— begin PROVIDED RECORDS —

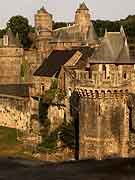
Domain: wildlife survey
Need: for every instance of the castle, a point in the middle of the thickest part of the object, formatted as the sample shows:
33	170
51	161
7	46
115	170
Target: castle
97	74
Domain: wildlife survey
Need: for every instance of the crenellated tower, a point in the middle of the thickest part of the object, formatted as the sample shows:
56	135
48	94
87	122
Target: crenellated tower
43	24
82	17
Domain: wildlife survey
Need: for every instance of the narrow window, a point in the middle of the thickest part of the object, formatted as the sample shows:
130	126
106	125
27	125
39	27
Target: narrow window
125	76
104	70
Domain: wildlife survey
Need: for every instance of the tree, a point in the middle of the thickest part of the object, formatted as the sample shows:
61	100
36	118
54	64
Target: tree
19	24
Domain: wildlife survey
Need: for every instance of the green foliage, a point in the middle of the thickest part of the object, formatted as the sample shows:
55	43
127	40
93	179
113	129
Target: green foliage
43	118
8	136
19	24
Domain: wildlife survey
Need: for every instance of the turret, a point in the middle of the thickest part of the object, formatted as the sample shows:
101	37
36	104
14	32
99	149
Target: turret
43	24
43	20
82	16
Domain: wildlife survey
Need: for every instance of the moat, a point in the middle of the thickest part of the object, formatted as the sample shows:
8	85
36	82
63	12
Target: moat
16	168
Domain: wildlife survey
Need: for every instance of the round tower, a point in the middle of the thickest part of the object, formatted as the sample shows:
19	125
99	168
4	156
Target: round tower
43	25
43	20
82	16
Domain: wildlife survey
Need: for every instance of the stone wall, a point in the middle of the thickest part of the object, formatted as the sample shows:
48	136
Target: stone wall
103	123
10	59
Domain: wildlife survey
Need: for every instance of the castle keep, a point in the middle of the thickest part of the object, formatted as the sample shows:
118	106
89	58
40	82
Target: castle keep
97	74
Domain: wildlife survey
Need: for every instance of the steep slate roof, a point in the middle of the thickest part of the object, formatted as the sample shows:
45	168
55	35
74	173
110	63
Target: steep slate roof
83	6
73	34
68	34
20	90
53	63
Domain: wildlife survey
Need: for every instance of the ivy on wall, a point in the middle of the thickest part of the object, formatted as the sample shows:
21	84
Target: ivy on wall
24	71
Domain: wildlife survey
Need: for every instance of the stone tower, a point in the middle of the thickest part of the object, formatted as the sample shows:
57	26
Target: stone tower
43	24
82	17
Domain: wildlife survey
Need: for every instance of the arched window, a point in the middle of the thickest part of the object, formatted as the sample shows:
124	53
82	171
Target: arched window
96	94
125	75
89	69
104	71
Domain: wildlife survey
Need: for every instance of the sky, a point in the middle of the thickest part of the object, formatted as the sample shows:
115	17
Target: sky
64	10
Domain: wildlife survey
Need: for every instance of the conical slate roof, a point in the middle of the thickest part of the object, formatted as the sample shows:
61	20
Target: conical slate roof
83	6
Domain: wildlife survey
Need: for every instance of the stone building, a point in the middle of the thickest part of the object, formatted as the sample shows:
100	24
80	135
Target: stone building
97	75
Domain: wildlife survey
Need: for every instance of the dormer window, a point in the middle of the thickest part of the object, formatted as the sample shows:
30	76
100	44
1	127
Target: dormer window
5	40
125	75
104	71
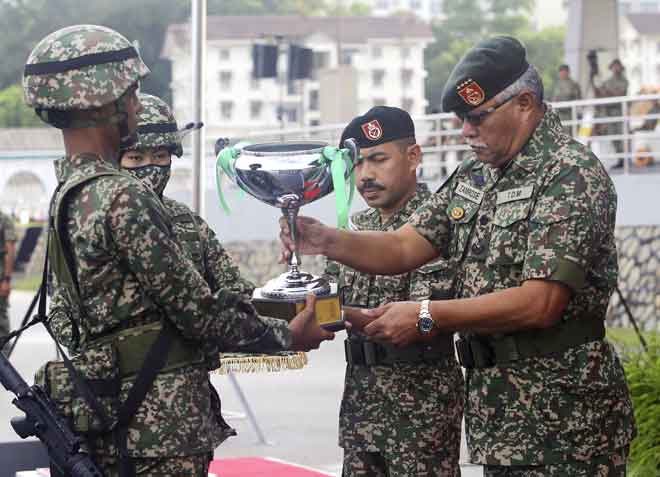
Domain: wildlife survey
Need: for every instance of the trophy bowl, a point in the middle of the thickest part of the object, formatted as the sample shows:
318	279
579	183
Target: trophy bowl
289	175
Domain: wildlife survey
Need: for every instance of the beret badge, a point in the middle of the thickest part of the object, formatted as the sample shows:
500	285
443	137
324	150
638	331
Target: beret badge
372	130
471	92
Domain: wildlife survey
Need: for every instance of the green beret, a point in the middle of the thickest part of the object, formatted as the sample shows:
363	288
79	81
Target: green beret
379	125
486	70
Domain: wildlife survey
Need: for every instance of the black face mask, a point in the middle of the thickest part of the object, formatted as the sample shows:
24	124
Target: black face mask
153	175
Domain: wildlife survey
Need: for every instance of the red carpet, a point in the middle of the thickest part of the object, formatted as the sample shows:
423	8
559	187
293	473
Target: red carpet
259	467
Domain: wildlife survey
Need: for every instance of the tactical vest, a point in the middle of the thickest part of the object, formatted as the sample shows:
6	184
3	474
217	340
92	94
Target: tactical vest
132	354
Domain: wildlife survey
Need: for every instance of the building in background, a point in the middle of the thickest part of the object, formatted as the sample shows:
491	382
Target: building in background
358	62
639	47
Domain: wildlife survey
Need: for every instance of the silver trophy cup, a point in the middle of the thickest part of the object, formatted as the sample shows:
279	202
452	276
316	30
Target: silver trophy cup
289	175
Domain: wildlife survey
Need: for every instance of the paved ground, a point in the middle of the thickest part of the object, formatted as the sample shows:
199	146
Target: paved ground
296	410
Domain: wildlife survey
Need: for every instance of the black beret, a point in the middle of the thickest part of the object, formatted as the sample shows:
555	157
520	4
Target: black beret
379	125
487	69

— end PROVIDED RECORDS —

# AIM OF THE TASK
Reproduce the material in full, word for word, and omit the pictures.

# FINISHED TASK
Domain: wildlife survey
Need: for every instance of the castle, a point in the middle of the thickest part of the object, formatted as the sample shows:
33	170
51	161
7	46
115	170
Target: castle
97	74
Domain: wildlife survey
Need: for every instance of the crenellated tower, a point in the middle of the thickest part of the object, formatted as the sample shows:
56	135
48	94
87	122
Target: crenellated tower
43	24
82	17
Domain: wildlife survey
Need: for every instance of the narrow window, a point in the middle of the thickest part of the object, formatted as the sample shows:
130	126
106	125
27	125
39	27
Target: narrow window
125	76
104	70
Domain: wildlife survey
Need: for every instance of the tree, a point in the middle of the thickest part of the object, formatted as the sample shows:
61	100
36	118
54	64
Target: tree
19	24
Domain: wildlife survey
Need: for every instance of the green foliage, a point in the middle of the thickest part of the object, formatted as the sample shows:
55	43
127	40
93	179
113	129
Target: green foliage
43	118
8	136
19	24
Domain: wildlife survey
Need: for every instance of the turret, a point in the middle of the thickest part of the object, formatted as the sample shows:
101	37
36	104
14	32
99	149
Target: turret
43	24
43	20
82	16
Domain: wildlife survey
Need: for every instance of the moat, a point in the middle of the thickest part of the object, formatted as the sample shows:
8	85
36	82
63	12
Target: moat
16	168
Domain: wildlife survey
Need: for every instance of the round tower, a point in the middle of the thickest part of the object, formatted as the sample shows:
19	125
99	168
4	156
Target: round tower
43	25
43	20
82	16
Domain: wildlife survey
Need: for every instance of the stone wall, a point in the middle of the thickest part of the object, formatted as the sample shows:
48	136
Target: stone wall
103	123
10	59
Domain: wildlife survey
Need: for every instance of the castle keep, a point in the middle of the thickest part of the object, formatted as the sample shows:
118	106
89	58
40	82
Target: castle keep
97	74
Domain: wildlife survey
Need: for every instance of the steep slate roof, a point in the middle of the thickest part of the object, formatted as the sample shows:
45	168
55	35
74	173
110	63
Target: steep slate roof
83	6
73	34
68	34
20	90
53	63
Domain: wildlife survey
Need: for every instance of the ivy on wall, a point in the middle of the thickest part of the object, formatted as the sample shows:
21	84
Target: ivy on wall
24	71
Domain: wildlife survey
Need: for every instance of the stone tower, a point in the middle of the thickest part of the object, formatted as the sample shows:
57	26
Target: stone tower
43	24
82	17
Domain: wildlife survey
Need: for every instance of the arched window, a point in the middle of the thickest part of the object, formatted as the sample shows:
124	53
82	171
Target: arched window
96	94
125	75
89	69
104	71
Domain: wildlife survey
Need: for every instance of the sky, a point in the middle of the thickest part of the object, formatted as the sample shows:
115	17
Target: sky
64	10
Domain: wildlife survey
Need: for every instance of the conical slate roof, a point in the middle of the thickest part of the object, formatted as the sample shows:
61	20
Target: conical slate roof
83	6
Domain: wildlife survey
Need: for every instance of the stone building, a point in the middle of the thickest part of the object, formatted as the sample shows:
100	24
80	135
Target: stone building
97	75
Domain: wildlife survey
Need: for every instance of the dormer window, a point in the middle of the thickest part of the object, formatted as the sample shows:
30	76
100	44
1	127
Target: dormer window
5	40
125	75
104	71
Domain: wildlife survey
Need: for every instance of the trophy bowl, a point in the middle of the thickest part of the object, formatted as the sample shows:
318	279
579	183
Target: trophy bowl
289	175
Domain: wildlife survey
Need: for every instance of the beret badge, a point in the middle of the thickest part of the object, formatted as the sample shows:
500	285
443	137
324	150
638	331
Target: beret badge
372	130
471	92
Domain: wildlife survey
Need: for every instance of the green beret, a point in the middle of the thickest part of the object, formatted as the sample shows:
363	288
79	81
Target: green beret
379	125
486	70
Domain: wildlife survey
Need: for every instance of the black face mask, a point in the middle of the thickest part of the object, formatted as the sample shows:
24	124
Target: black face mask
153	175
Domain: wildlife survey
Need: for every instance of the red carpet, a point in the middle of the thickest part of the object, formatted as the sample shows:
423	8
559	187
293	473
Target: red carpet
259	467
Domain: wildlife survey
Need: for every instance of the tactical vest, a point in the middle of the thickest part of the object, formatted as the sample shows:
6	184
3	474
217	340
92	94
Target: tactical vest
132	354
Domain: wildlife survey
Need: for every instance of the building in background, a point in the middle of the thickest part of the object, formatted as the sample shows:
491	382
Target: building in background
358	62
639	47
Domain: wildlife survey
Need: for every instance of the silver trophy cup, a point in the middle of the thickest part of the object, formatted as the sample shows:
279	202
452	276
316	30
Target: silver trophy cup
289	175
Domain: wildlife survey
Need: for every instance of the paved ground, a point in the middle of the thickest part of the object, formatted as the sample shows:
199	146
Target: paved ground
296	410
Domain: wildlife survey
Need: for every instance of the black beret, a point in the middle of the thickest part of the object, formatted as the sample shows:
555	157
520	4
Target: black beret
379	125
487	69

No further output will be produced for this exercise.